Direction A:
Answer these about the VMI specification text, please:
(i) Which two types of indirect control flow does it call critical to operating system performance?
(ii) Which three IDs does PCI-based probing use to identify the driver for a virtual device?
(iii) What does the guest do once it detects that the VMI option rom is available?
Direction B:
Write the next part of the VMI specification text, picking up after its final sentence.

VMI Interface Proposal Documentation for I386, Part 2.2

[Date Prev][Date Next][Thread Prev][Thread Next][Date Index][Thread Index]

 



Apparently, the word propasition (sp) is a banned word for LKML. Very funny ;) Anyways, here is the rest of the spec.

  Interrupt and I/O Subsystem.

    For security reasons, the guest operating system is not given
    control over the hardware interrupt flag.  We provide a virtual
    interrupt flag that is under guest control.  The virtual operating
    system always runs with hardware interrupts enabled, but hardware
    interrupts are transparent to the guest.  The API provides calls for
    all instructions which modify the interrupt flag.

    The paravirtualization environment provides a legacy programmable
    interrupt controller (PIC) to the virtual machine.  Future releases
    will provide a virtual interrupt controller (VIC) that provides
    more advanced features.

    In addition to a virtual interrupt flag, there is also a virtual
    IOPL field which the guest can use to enable access to port I/O
    from userspace for privileged applications.

    Generic PCI based device probing is available to detect virtual
    devices.  The use of PCI is pragmatic, since it allows a vendor
    ID, class ID, and device ID to identify the appropriate driver
    for each virtual device.

  IDT Management.

    The paravirtual operating environment provides the traditional x86
    interrupt descriptor table for handling external interrupts,
    software interrupts, and exceptions.  The interrupt descriptor table
    provides the destination code selector and EIP for interruptions.
    The current task state structure (TSS) provides the new stack
    address to use for interruptions that result in a privilege level
    change.  The guest OS is responsible for notifying the hypervisor
    when it updates the stack address in the TSS.

    Two types of indirect control flow are of critical importance to the
    performance of an operating system.  These are system calls and page
    faults.  The guest is also responsible for calling out to the
    hypervisor when it updates gates in the IDT.  Making IDT and TSS
    updates known to the hypervisor in this fashion allows efficient
    delivery through these performance critical gates.

  Transparent Paravirtualization.

    The guest operating system may provide an alternative implementation
    of the VMI option rom compiled in.  This implementation should
    provide implementations of the VMI calls that are suitable for
    running on native x86 hardware.  This code may be used by the guest
    operating system while it is being loaded, and may also be used if
    the operating system is loaded on hardware that does not support
    paravirtualization.

    When the guest detects that the VMI option rom is available, it
    replaces the compiled-in version of the rom with the rom provided by
    the platform.  This can be accomplished by copying the rom contents,
    or by remapping the virtual address containing the compiled-in rom
    to point to the platform's ROM.  When booting on a platform that
    does not provide a VMI rom, the operating system can continue to use
    the compiled-in version to run in a non-paravirtualized fashion.

  3rd Party Extensions.

    If desired, it should be possible for 3rd party virtual machine
    monitors to implement a paravirtualization environment that can run
    guests written to this specification.

Entries:

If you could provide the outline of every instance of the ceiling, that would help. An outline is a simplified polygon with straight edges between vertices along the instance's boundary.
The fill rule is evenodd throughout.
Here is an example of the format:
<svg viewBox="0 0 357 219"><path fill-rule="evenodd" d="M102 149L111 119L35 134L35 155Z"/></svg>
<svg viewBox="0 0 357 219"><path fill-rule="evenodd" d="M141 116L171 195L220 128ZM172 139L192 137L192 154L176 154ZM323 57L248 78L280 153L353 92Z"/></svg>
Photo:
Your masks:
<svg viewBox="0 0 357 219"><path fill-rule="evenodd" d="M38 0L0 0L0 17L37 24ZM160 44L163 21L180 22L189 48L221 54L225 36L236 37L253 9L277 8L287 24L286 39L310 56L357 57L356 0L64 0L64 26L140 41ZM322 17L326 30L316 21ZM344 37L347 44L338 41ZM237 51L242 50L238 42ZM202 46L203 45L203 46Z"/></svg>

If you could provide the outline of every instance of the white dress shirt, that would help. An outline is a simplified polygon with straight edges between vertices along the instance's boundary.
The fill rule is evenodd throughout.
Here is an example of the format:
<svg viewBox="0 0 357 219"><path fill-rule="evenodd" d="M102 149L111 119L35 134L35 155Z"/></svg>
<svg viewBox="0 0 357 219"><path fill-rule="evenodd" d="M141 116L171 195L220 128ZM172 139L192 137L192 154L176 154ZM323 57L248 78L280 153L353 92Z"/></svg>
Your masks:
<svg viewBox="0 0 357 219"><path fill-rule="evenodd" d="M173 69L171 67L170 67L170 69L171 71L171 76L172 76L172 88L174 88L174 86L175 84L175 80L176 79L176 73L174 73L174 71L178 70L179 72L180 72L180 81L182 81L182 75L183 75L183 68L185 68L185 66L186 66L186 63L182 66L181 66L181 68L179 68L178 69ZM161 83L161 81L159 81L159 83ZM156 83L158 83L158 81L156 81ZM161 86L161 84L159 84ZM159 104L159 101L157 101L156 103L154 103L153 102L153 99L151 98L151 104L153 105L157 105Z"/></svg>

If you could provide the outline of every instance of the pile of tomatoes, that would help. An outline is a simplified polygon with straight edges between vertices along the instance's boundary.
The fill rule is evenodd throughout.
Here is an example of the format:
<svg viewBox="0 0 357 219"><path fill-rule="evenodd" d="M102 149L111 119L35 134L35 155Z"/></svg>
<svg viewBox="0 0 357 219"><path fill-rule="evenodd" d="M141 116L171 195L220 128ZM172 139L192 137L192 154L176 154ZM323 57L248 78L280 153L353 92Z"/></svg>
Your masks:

Exercise result A:
(i) System calls and page faults.
(ii) The vendor ID, class ID, and device ID.
(iii) It replaces the compiled-in version of the rom with the rom provided by the platform.

Exercise result B:
    The general mechanism for providing customized features and
    capabilities is to provide notification of these feature through
    the CPUID call, and allowing configuration of CPU features
    through RDMSR / WRMSR instructions.  This allows a hypervisor vendor
    ID to be published, and the kernel may enable or disable specific
    features based on this id.  This has the advantage of following
    closely the boot time logic of many operating systems that enables
    certain performance enhancements or bugfixes based on processor
    revision, using exactly the same mechanism.

    An exact formal specification of the new CPUID functions and which
    functions are vendor specific is still needed.

  AP Startup.

    Application Processor startup in paravirtual SMP systems works a bit
    differently than in a traditional x86 system.

    APs will launch directly in paravirtual mode with initial state
    provided by the BSP.  Rather than the traditional init/startup
    IPI sequence, the BSP must issue the init IPI, a set application
    processor state hypercall, followed by the startup IPI.

    The initial state contains the AP's control registers, general
    purpose registers and segment registers, as well as the IDTR,
    GDTR, LDTR and EFER.  Any processor state not included in the initial
    AP state (including x87 FPRs, SSE register states, and MSRs other than
    EFER), are left in the poweron state.

    The BSP must construct the initial GDT used by each AP.  The segment
    register hidden state will be loaded from the GDT specified in the
initial AP state. The IDT and (if used) LDT may either be constructed by
    the BSP or by the AP.

    Similarly, the initial page tables used by each AP must also be
    constructed by the BSP.

    If an AP's initial state is invalid, or no initial state is provided
before a start IPI is received by that AP, then the AP will fail to start. It is therefore advisable to have a timeout for waiting for AP's to start,
    as is recommended for traditional x86 systems.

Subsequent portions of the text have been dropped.